§ **THE RECORDS**
━━━

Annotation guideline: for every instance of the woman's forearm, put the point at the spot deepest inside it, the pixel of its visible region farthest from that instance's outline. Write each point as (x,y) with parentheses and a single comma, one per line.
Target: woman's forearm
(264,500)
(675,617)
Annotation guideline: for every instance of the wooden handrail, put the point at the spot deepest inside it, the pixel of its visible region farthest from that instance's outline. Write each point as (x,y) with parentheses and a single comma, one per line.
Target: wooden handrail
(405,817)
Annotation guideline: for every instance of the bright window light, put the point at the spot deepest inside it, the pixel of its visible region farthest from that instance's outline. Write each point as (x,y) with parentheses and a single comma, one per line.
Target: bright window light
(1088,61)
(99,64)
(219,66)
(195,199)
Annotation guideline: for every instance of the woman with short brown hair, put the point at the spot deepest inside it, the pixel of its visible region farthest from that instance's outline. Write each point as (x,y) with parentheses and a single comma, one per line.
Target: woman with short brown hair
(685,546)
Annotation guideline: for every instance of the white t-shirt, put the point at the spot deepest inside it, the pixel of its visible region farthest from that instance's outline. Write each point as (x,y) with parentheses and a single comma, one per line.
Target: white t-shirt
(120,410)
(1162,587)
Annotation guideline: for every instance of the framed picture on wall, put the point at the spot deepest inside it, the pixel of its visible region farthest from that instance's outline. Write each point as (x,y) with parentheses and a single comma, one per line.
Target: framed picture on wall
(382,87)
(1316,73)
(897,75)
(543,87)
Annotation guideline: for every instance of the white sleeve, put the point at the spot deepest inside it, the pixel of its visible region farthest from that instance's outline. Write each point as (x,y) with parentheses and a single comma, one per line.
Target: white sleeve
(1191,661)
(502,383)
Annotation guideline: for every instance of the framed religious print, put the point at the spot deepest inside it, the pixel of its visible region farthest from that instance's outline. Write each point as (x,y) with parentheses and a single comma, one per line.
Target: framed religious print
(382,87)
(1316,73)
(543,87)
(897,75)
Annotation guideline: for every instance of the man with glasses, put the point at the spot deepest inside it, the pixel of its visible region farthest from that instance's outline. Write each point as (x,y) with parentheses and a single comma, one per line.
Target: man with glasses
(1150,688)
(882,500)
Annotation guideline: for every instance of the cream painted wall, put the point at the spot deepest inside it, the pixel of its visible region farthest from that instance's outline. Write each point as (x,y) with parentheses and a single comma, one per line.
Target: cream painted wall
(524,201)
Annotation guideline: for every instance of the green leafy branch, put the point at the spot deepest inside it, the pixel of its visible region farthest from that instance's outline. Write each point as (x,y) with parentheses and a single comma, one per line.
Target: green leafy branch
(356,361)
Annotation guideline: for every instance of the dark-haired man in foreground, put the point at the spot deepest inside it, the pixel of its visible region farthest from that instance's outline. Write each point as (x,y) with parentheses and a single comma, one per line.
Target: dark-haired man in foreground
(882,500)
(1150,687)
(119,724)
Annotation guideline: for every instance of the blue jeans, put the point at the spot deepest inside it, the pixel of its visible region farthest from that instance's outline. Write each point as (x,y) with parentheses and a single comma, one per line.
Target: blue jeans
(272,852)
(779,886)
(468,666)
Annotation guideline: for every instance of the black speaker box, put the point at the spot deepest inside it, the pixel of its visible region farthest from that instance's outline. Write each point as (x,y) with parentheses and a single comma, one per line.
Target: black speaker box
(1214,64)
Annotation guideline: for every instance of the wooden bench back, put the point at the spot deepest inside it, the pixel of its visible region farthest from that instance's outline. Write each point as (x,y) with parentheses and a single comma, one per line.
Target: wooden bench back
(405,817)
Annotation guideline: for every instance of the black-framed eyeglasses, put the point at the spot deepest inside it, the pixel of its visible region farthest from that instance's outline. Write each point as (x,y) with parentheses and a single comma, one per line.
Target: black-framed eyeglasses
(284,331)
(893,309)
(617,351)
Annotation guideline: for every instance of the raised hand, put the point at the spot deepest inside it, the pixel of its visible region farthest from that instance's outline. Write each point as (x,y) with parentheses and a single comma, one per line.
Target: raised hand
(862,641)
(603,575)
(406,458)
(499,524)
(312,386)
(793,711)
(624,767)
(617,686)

━━━

§ **EXERCISE BRIEF**
In full and without alteration, transcribe the listing above.

§ **SOLVED EXERCISE**
Annotation guideline: for every instance of the woman's forearm, put the point at the spot deepest inside it, the pixel of its visible region farthest from that instance's outline. Write each point as (x,y) with parentheses and a single comma, one per line.
Target: woman's forearm
(264,500)
(675,617)
Annotation guideline: for every instance of the wooden handrail, put the point at the spot deepest inside it, the pixel of its visible region farthest from that instance's outline. Write each point as (x,y) with parentheses and a single comma, one per line.
Target: wooden handrail
(405,817)
Annotation guideline: for every instance of the bright window light, put the point at the spot deepest inside it, the pixel of its visible region farthest from that instance's outline. Write each point as (x,y) with parentheses and a single comma, one per line.
Target: bright window light
(1088,61)
(99,64)
(219,66)
(195,199)
Annotation guideline: for every instance of the woman with short brown hair, put the point at the spot deepest inside it, the pixel of its visible region farthest from that instance's outline. Write each point as (x,y) with parentheses and a single comma, one per line.
Target: woman with short brown hair
(685,546)
Annotation guideline: for every instance of the white t-shirt, put the point at the spot deepest inside it, the pixel of its visible region farthest from that instance's outline. Write each point as (x,y) with parentheses and a single comma, one per line.
Target: white t-shirt
(120,410)
(1162,587)
Annotation guideline: for every instance of the framed picture on wall, put the point at the spot deepest inside it, the pixel of its visible region farthest from that instance's outline. Write each point as (x,y) with parentheses and a single comma, one per line.
Target: framed picture on wall
(382,87)
(1316,73)
(897,75)
(543,87)
Annotation guideline: for every instance of the white sleeve, put the point at the spot deepest inside it, the pixel of its visible region farthest from that instance's outline. Write each point as (x,y) with parentheses and a single comma, one per line.
Target: white sleeve
(1191,661)
(502,383)
Annotation guideline: for every instance of the framed religious print, put the point at the spot deepest inside it, the pixel of its visible region farthest from that instance's outline. Write each point as (x,y) with parentheses and a single comma, one per line.
Target: framed religious print
(382,87)
(1316,73)
(543,87)
(897,75)
Annotation guideline: for every instance of the man with glasses, put the point at the spot deepest inside it, the pixel of its visible region farthest from that instance's outline. Write each point as (x,y) with parentheses and a single comma, one per line.
Target: man with glasses
(1150,688)
(882,500)
Annotation guideline: for every instance of the cream painted wall, put the point at the spot deepest inside it, the pixel of its visible region farthest from that instance's outline. Write each point as (x,y) with parentheses and a single comma, one per line.
Target: cream painted wall
(524,201)
Annotation guideline: for every instance of the green leafy branch, put the point at the spot deepest inside it, the pixel of its visible region farthest from that instance's outline. Write each point as (x,y) with parentheses and a single comma, one per line.
Target: green leafy branch
(356,361)
Annotation guideline: for every instance of the dark-haired man in foreground, put the point at the spot deepest inside it, the pixel of its visible region farthest from that instance's outline. Write each point as (x,y) with parentheses and a single comma, one per line.
Target: dark-haired man in foreground
(882,500)
(1150,687)
(119,724)
Annotation guideline: for every instance of the blue jeans, put the point at the spot deepest inside it, the pixel of its visible region farthest from that instance's outline. Write each point as (x,y) with parentheses and a single comma, one per line.
Target: blue jeans
(272,852)
(779,886)
(468,666)
Annotation guideline: for every instance of the black speaker box, put the point at the spot deepest inside it, the pixel of its visible region farthest from that instance's outline. Write each point as (x,y) with parentheses and a single comma, one per line.
Target: black speaker box
(1214,64)
Annotation guideline: for every instance of the wooden bench back, put the point at the spot deepest inside it, the pixel of its visible region farthest from that instance's outline. Write each point as (x,y) with parentheses and a single comma, one per line.
Target: wooden bench back
(405,817)
Annotation guideline: for every instance of the black-framed eyeglasses, put the point at the spot deepest inside it, the pixel of its visible region farthest from that instance's outline. Write each point as (x,y) with parentheses and a single comma, one per line.
Target: black-framed eyeglasses
(284,331)
(893,309)
(617,351)
Annotation guideline: for every instance of the raised hand, put the point at the spot deepest inside it, the pixel of its visible region farthest from that instance's outline. Write each point as (x,y) with parentheses and a single comma, one per line.
Target: raised hand
(862,641)
(603,575)
(406,458)
(499,524)
(312,386)
(793,711)
(624,767)
(617,686)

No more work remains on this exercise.